SET EXERCISE 1
In the Cylc platform-error thread, rewrite everything from "Suggestions on how" down to "seen this before.", switching "bank holiday" for "public holiday".
SET EXERCISE 2
Translate this sentence from the Cylc platform-error thread into French: "Re-triggering failed jobs does not always fix them."
SET EXERCISE 3
Extend the Cylc platform-error thread from the point where it stops.

EXTRACT TO READ
====
With these platform groups, workflow tasks only specify the type of node they want (eg dm or cs etc) and we generate the rest of the information in [platforms] with copious amounts of jinja2. For example:

[platforms]
    [[user-ond-cs_kit_c]]
        hosts = HOSTNAME
        job runner = pbs
        install target = user:c:kit
        retrieve job logs = True
        retrieve job logs retry delays = PT1M, PT1M, PT1M, PT10M, PT10M
        global init-script = """
        ...
        """
        [[[directives]]]
            -P = kit
            -q = QUEUE
            -W umask = 0022
        [[[meta]]]
            realm = user
            queue = QUEUE
            project = kit
            disk = c

Sometimes (usually after a workflow has already run more than one successful cycle) jobs fail with:

[jobs-submit cmd] (platform not defined)
[jobs-submit ret_code] 1
[jobs-submit err] No matching platform "user-dm_kit_c" found

or:

[jobs-submit cmd] (platform not defined)
[jobs-submit ret_code] 1
[jobs-submit err] Unable to find a platform from group cs.

This is happening intermittently across all workflows and users, and definitely happens in tasks that differ only by cycle point from other successful runs. At a guess, when the global.cylc file is reloaded every 10 minutes to re-assess the available/condemned hosts, there is a race condition between processing the jinja2-generated platforms, and attempting to use the not-yet processed platforms. Re-triggering failed jobs does not always fix them.

Suggestions on how to confirm this is a race condition, or how to avoid this issue would be appreciated.

Hi @jarich

That does seem like a bug, if it’s intermittent as you say. The UK team will be best placed to respond to this one I think. It was a bank holiday there Monday, but they’ll be back online soon. If it’s not clear how this could happen, from your description, we might need to try to reproduce your setup somehow.

We’ve not seen this before.

Note that whilst Cylc does reload the global config to check condemned hosts, this shouldn’t affect platform definitions which should remain stable (we haven’t knowingly implemented refreshing platform definitions or other global config values, yet). This error appears to be coming from the job-submission script which is run as a subprocess outside of the Cylc scheduler, but may also need to load the global configuration. It could be that the Jinja2 logic that generates the global.cylc file isn’t stable in the subprocess environment? What happens if you re-trigger the task? Does it eventually succeed or does is always fail?
====
DATASET
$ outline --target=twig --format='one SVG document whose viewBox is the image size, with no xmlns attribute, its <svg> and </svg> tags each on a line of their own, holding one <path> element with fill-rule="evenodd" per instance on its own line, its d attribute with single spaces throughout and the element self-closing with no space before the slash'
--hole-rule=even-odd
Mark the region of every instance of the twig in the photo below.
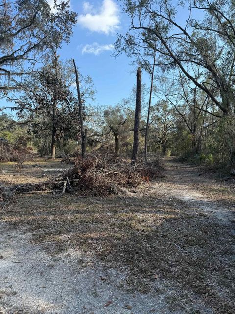
<svg viewBox="0 0 235 314">
<path fill-rule="evenodd" d="M 123 281 L 125 280 L 125 279 L 126 278 L 126 275 L 127 275 L 127 269 L 126 269 L 126 272 L 125 272 L 125 275 L 123 277 L 122 277 L 121 278 L 120 278 L 120 280 L 123 280 Z"/>
<path fill-rule="evenodd" d="M 37 265 L 35 265 L 35 266 L 34 266 L 34 267 L 33 268 L 33 269 L 32 269 L 32 270 L 31 270 L 30 272 L 29 272 L 28 273 L 28 274 L 27 274 L 26 275 L 26 277 L 28 277 L 28 276 L 29 276 L 29 275 L 30 275 L 30 274 L 33 272 L 33 271 L 34 270 L 34 269 L 36 268 L 36 267 L 37 266 Z"/>
<path fill-rule="evenodd" d="M 131 237 L 130 238 L 130 239 L 132 238 L 133 237 L 134 237 L 134 236 L 137 236 L 138 234 L 139 234 L 141 232 L 141 231 L 143 231 L 143 230 L 144 230 L 145 229 L 145 228 L 143 228 L 142 229 L 141 229 L 141 230 L 140 230 L 139 231 L 138 231 L 138 232 L 137 232 L 136 234 L 135 234 L 135 235 L 134 235 L 134 236 L 131 236 Z"/>
</svg>

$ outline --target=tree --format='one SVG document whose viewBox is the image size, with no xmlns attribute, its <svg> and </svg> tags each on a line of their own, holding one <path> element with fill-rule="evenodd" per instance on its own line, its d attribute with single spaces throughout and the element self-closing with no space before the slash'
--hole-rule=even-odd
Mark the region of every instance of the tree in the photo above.
<svg viewBox="0 0 235 314">
<path fill-rule="evenodd" d="M 50 130 L 51 134 L 51 157 L 55 158 L 56 142 L 67 126 L 72 128 L 73 123 L 77 118 L 77 109 L 73 95 L 67 85 L 64 74 L 70 68 L 60 63 L 58 60 L 47 66 L 40 72 L 35 73 L 33 77 L 33 84 L 31 79 L 26 79 L 22 84 L 23 95 L 16 99 L 15 109 L 20 117 L 31 118 L 31 125 L 36 130 L 36 125 L 41 126 L 45 129 Z M 70 71 L 71 68 L 70 68 Z M 67 81 L 68 82 L 68 81 Z M 65 123 L 63 117 L 66 116 L 68 121 L 71 122 L 70 126 Z M 42 131 L 42 127 L 39 130 Z"/>
<path fill-rule="evenodd" d="M 114 136 L 114 153 L 117 159 L 119 153 L 120 140 L 124 141 L 130 131 L 130 114 L 126 113 L 121 105 L 118 105 L 114 107 L 109 107 L 104 113 L 106 123 L 105 133 L 108 134 L 111 132 Z"/>
<path fill-rule="evenodd" d="M 153 106 L 151 117 L 152 141 L 165 154 L 172 145 L 175 128 L 172 109 L 167 102 L 160 101 Z"/>
<path fill-rule="evenodd" d="M 55 3 L 52 11 L 46 0 L 1 0 L 0 4 L 0 90 L 20 88 L 16 76 L 31 73 L 45 57 L 46 49 L 68 42 L 76 14 L 68 9 L 70 0 Z M 10 84 L 12 79 L 14 82 Z"/>
<path fill-rule="evenodd" d="M 82 158 L 85 158 L 86 156 L 86 148 L 87 145 L 87 129 L 86 129 L 85 130 L 84 130 L 83 124 L 82 102 L 82 98 L 81 97 L 81 93 L 80 92 L 78 73 L 77 72 L 77 68 L 76 67 L 76 63 L 75 63 L 74 59 L 72 59 L 72 61 L 74 66 L 75 73 L 76 74 L 76 85 L 77 86 L 77 97 L 78 98 L 78 111 L 79 113 L 80 128 L 81 130 L 81 147 L 82 151 Z"/>
<path fill-rule="evenodd" d="M 156 42 L 153 43 L 153 47 L 154 48 L 156 45 Z M 155 49 L 145 47 L 141 37 L 135 38 L 128 33 L 126 36 L 119 35 L 115 42 L 115 48 L 116 54 L 114 55 L 118 55 L 124 51 L 129 57 L 133 59 L 134 56 L 135 59 L 132 63 L 136 64 L 138 63 L 140 66 L 145 70 L 150 76 L 150 87 L 144 136 L 144 158 L 145 163 L 147 163 L 148 132 L 156 62 L 156 51 Z"/>
<path fill-rule="evenodd" d="M 141 37 L 149 48 L 157 39 L 155 50 L 160 56 L 162 69 L 168 72 L 179 69 L 208 96 L 222 115 L 234 116 L 234 2 L 194 0 L 191 4 L 191 1 L 182 1 L 182 9 L 189 12 L 184 24 L 177 22 L 177 8 L 173 1 L 124 0 L 124 2 L 135 37 Z M 195 11 L 201 12 L 201 19 L 193 19 L 192 12 Z M 199 80 L 191 70 L 193 65 L 199 66 L 203 74 Z M 235 161 L 235 147 L 230 155 L 231 160 Z"/>
<path fill-rule="evenodd" d="M 135 114 L 135 122 L 134 125 L 133 149 L 132 151 L 132 164 L 135 165 L 139 151 L 139 137 L 140 129 L 140 121 L 141 112 L 141 72 L 140 67 L 136 74 L 136 111 Z"/>
</svg>

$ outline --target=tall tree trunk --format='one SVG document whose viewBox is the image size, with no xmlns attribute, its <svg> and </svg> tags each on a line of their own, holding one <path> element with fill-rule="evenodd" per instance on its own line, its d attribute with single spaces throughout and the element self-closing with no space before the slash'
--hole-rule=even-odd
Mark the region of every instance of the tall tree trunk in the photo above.
<svg viewBox="0 0 235 314">
<path fill-rule="evenodd" d="M 44 141 L 44 143 L 43 143 L 43 147 L 42 147 L 42 149 L 41 149 L 40 157 L 43 157 L 43 155 L 44 155 L 43 153 L 44 153 L 44 148 L 45 147 L 46 143 L 47 142 L 47 139 L 48 135 L 49 135 L 48 134 L 47 134 L 47 136 L 46 137 L 45 140 Z"/>
<path fill-rule="evenodd" d="M 84 126 L 83 125 L 83 118 L 82 116 L 82 102 L 80 92 L 79 81 L 78 80 L 78 73 L 77 72 L 76 63 L 74 59 L 73 59 L 73 65 L 74 66 L 75 73 L 76 75 L 76 84 L 77 85 L 77 97 L 78 98 L 78 112 L 79 114 L 80 127 L 81 129 L 81 148 L 82 151 L 82 158 L 84 158 L 86 155 L 86 141 Z"/>
<path fill-rule="evenodd" d="M 119 154 L 119 138 L 116 133 L 114 133 L 114 135 L 115 141 L 115 159 L 117 160 L 117 157 Z"/>
<path fill-rule="evenodd" d="M 139 67 L 136 74 L 136 101 L 134 126 L 133 150 L 131 164 L 135 165 L 139 151 L 140 120 L 141 112 L 141 68 Z"/>
<path fill-rule="evenodd" d="M 146 124 L 145 137 L 144 139 L 144 159 L 145 159 L 146 164 L 147 163 L 147 147 L 148 145 L 148 126 L 149 125 L 149 116 L 150 115 L 151 103 L 152 101 L 152 93 L 153 91 L 153 79 L 154 78 L 154 68 L 155 67 L 155 60 L 156 60 L 156 52 L 154 52 L 153 68 L 152 69 L 152 73 L 151 73 L 151 86 L 150 86 L 150 90 L 149 92 L 149 99 L 148 101 L 148 116 L 147 118 L 147 122 Z"/>
<path fill-rule="evenodd" d="M 56 140 L 56 126 L 55 122 L 55 115 L 56 110 L 56 100 L 55 95 L 54 100 L 54 104 L 53 105 L 53 113 L 52 113 L 52 132 L 51 137 L 51 144 L 50 156 L 51 159 L 55 159 L 55 142 Z"/>
<path fill-rule="evenodd" d="M 54 69 L 55 72 L 55 78 L 57 79 L 58 78 L 58 72 L 57 72 L 57 66 L 58 66 L 58 56 L 56 53 L 56 51 L 54 52 Z M 55 159 L 55 142 L 56 140 L 56 107 L 57 105 L 57 86 L 54 88 L 54 99 L 53 104 L 53 112 L 52 112 L 52 133 L 51 138 L 51 158 L 52 159 Z"/>
</svg>

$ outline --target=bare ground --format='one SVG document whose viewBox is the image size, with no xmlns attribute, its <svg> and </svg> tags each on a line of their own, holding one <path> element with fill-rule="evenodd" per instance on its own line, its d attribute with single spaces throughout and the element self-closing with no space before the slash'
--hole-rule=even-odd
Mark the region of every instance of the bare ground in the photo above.
<svg viewBox="0 0 235 314">
<path fill-rule="evenodd" d="M 234 313 L 234 185 L 165 161 L 118 196 L 16 196 L 0 212 L 0 313 Z M 37 182 L 36 164 L 0 178 Z"/>
</svg>

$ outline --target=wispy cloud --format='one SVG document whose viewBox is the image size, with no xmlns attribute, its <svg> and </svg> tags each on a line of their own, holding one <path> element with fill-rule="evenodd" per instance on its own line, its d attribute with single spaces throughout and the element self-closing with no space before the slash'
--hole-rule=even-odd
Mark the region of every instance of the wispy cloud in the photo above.
<svg viewBox="0 0 235 314">
<path fill-rule="evenodd" d="M 85 2 L 83 13 L 78 16 L 78 22 L 91 31 L 108 35 L 119 28 L 119 8 L 113 0 L 103 0 L 101 7 L 97 9 Z"/>
<path fill-rule="evenodd" d="M 91 45 L 85 45 L 82 49 L 82 53 L 91 53 L 95 55 L 99 55 L 105 51 L 112 50 L 114 45 L 112 44 L 99 45 L 98 43 L 93 43 Z"/>
</svg>

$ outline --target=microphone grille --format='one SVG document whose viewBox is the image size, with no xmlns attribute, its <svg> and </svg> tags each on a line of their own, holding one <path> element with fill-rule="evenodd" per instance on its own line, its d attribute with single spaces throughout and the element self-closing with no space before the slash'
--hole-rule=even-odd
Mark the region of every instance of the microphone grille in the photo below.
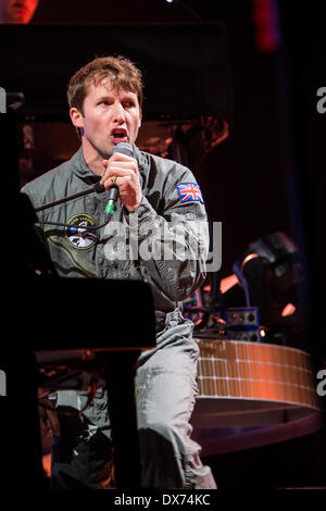
<svg viewBox="0 0 326 511">
<path fill-rule="evenodd" d="M 113 154 L 115 152 L 121 152 L 122 154 L 125 154 L 126 157 L 131 157 L 134 158 L 134 149 L 130 144 L 127 142 L 120 142 L 113 148 Z"/>
</svg>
====
WRITTEN RESPONSE 1
Suggestions on how to confirm this is a race condition, or how to avoid this issue would be appreciated.

Hi @jarich

That does seem like a bug, if it’s intermittent as you say. The UK team will be best placed to respond to this one I think. It was a public holiday there Monday, but they’ll be back online soon. If it’s not clear how this could happen, from your description, we might need to try to reproduce your setup somehow.

We’ve not seen this before.

WRITTEN RESPONSE 2
Relancer les tâches en échec ne les corrige pas toujours.

WRITTEN RESPONSE 3
Re-runs eventually succeed.

If there are any patches which would be useful to apply to our Cylc installs to add some extra logging in the event of this failure, please let us know what to add and we can patch it in.

1 Like

I assume the output you’ve shown is from job-activity.log?
The first time you get a submit failure, what do you see in scheduler/log?

Ok, if it eventually succeeds, then this suggests that the global config can sometimes load differently in different scheduler subprocesses. One possibility is that differences in the subprocess environment are causing it. Presumably there’s some check in the global config that determines the version you get which depends on the environment?

add some extra logging in the event of this failure, please let us know what to add and we can patch it in.

You can log the environment that the global config is loaded in like this:

#!Jinja2

{% from "cylc.flow" import LOG %}
{% do LOG.info(environ) %}

https://cylc.github.io/cylc-doc/stable/html/user-guide/writing-workflows/jinja2.html#logging

You might want to filter that to pertinent variables.

An update, we are thinking it might be network blips causing hosts to be condemned, such that a platform no longer has any hosts available as they are all condemned.

For example, we may see somethnig like this error message in the logs:

2024-05-13T23:57:27Z WARNING - platform: user-my_platform - Could not connect to hpc.remote.address.alias.
    * hpc.remote.address.alias has been added to the list of unreachable hosts
    * job-logs-retrieve will retry if another host is available.

Then later, something like: (ignore the times, these are from different logs)

2024-05-14T00:25:14Z ERROR - [jobs-submit cmd] (platform not defined)
    [jobs-submit ret_code] 1
    [jobs-submit err] Unable to find a platform from group platform_group1.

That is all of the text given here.